**WHAT TO WORK ON**
(A) In the Bhesa nitidissima article, who first described the species, and in what year?
(B) Please continue the Bhesa nitidissima article past its final sentence.

**TEXT**
______________________________
Bhesa nitidissima
- Conservation status: Critically Endangered (IUCN 2.3)

Scientific classification
- Kingdom: Plantae
- Clade: Tracheophytes
- Clade: Angiosperms
- Clade: Eudicots
- Clade: Rosids
- Order: Malpighiales
- Family: Centroplacaceae
- Genus: Bhesa
- Species: B. nitidissima
- Binomial name: Bhesa nitidissima Kosterm.

= Bhesa nitidissima =

- Genus: Bhesa
- Species: nitidissima
- Authority: Kosterm.
- Conservation status: CR

Species of flowering plant

Bhesa nitidissima is a species of flowering plant in the Centroplacaceae family. It is a tree endemic to Sri Lanka.

The species was first described by André Joseph Guillaume Henri Kostermans in 1977.

==Description==
A tree with an average height of 20–30 m but can reach as high as 50 m. Bark is usually dark brown and deeply cracked on older specimens. The unique feature of the Bhesa genus within the Centroplacaceae family is its geniculate petioles; which essentially means that the leaf bends sharply away from the stalk. The petiole usually contains three vascular bundles. Seed germination is epigeal. Produces 3-4mm wide, greenish to white sessile flowers with 5 petals. The flowers produce greenish brown, oblong seeds encased in a thick gelatinous aril inside capsules up to 2.2 cm long.
______________________________
**EXCERPTED DATA**

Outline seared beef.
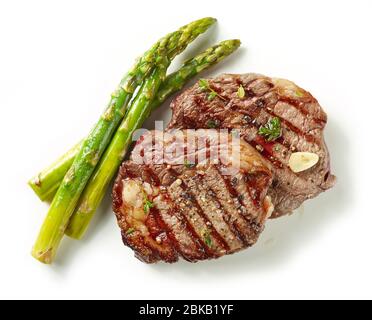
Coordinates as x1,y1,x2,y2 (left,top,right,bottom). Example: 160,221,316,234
168,74,335,217
113,130,273,263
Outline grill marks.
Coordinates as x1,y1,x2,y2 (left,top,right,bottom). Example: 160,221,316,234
184,174,242,252
204,167,264,246
155,195,206,261
168,178,227,257
114,139,270,263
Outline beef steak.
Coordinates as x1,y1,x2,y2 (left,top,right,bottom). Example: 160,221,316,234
113,130,273,263
168,74,335,217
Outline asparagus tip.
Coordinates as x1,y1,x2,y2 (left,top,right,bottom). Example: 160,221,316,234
31,248,53,264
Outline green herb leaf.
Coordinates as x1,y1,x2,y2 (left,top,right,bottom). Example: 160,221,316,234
207,119,220,129
184,160,196,169
198,79,226,101
208,91,217,101
199,79,209,90
204,231,213,248
258,117,282,141
238,85,245,99
143,194,154,213
125,228,136,236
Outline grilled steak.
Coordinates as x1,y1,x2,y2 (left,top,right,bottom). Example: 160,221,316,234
113,130,273,263
168,74,335,217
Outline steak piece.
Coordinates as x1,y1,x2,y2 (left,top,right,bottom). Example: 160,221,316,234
168,74,335,217
113,130,274,263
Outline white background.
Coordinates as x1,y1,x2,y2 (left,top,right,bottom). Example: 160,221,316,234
0,0,372,299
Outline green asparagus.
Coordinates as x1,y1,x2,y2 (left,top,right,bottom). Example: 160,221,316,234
32,18,215,264
66,40,240,239
29,40,240,201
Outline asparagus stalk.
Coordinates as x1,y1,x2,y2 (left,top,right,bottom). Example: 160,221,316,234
28,141,83,201
66,40,240,239
29,40,240,201
32,18,215,263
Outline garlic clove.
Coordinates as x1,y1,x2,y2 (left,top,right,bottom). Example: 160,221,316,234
289,152,319,173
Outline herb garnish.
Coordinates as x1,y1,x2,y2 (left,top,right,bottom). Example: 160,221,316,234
237,85,245,99
184,159,196,169
203,231,212,248
143,194,154,213
125,228,136,236
258,117,282,141
199,79,226,101
207,119,221,129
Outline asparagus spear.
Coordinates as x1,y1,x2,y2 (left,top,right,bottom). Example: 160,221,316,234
29,40,240,201
28,141,83,201
32,18,215,263
66,40,240,239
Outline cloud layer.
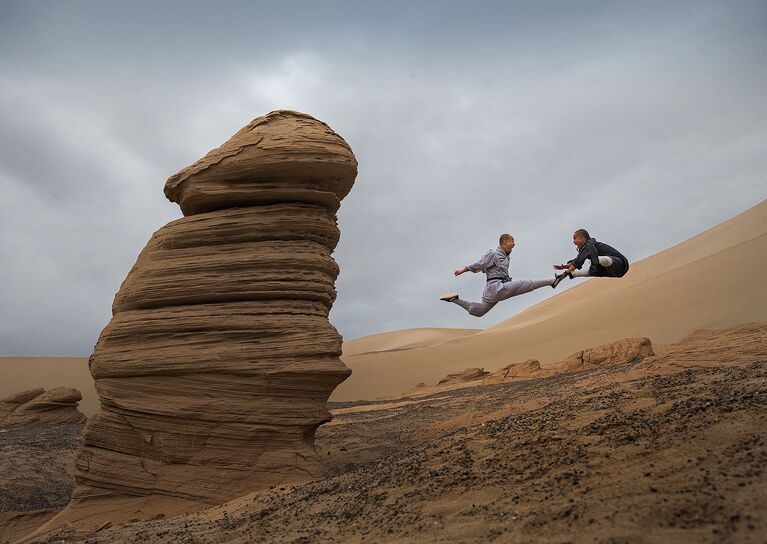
______________________________
**ANSWERS BELOW**
(A) André Joseph Guillaume Henri Kostermans, in 1977.

(B)
==Ecology==
Endemic to Sri Lanka. Found mostly in low elevation wet zone forests, but have a recorded range of up to 1600 m. The tree flowers September through October and produces fruit November through December. Although listed as critically endangered in 1998, a 2017 handbook of Sri Lankan flora suggests the tree is now quite common.

==Uses==
The arils of Bhesa are a known human food source. The tree is occasionally used for timber. Extracts from this genus are used in traditional medicine, to cure vomiting and diarrhea.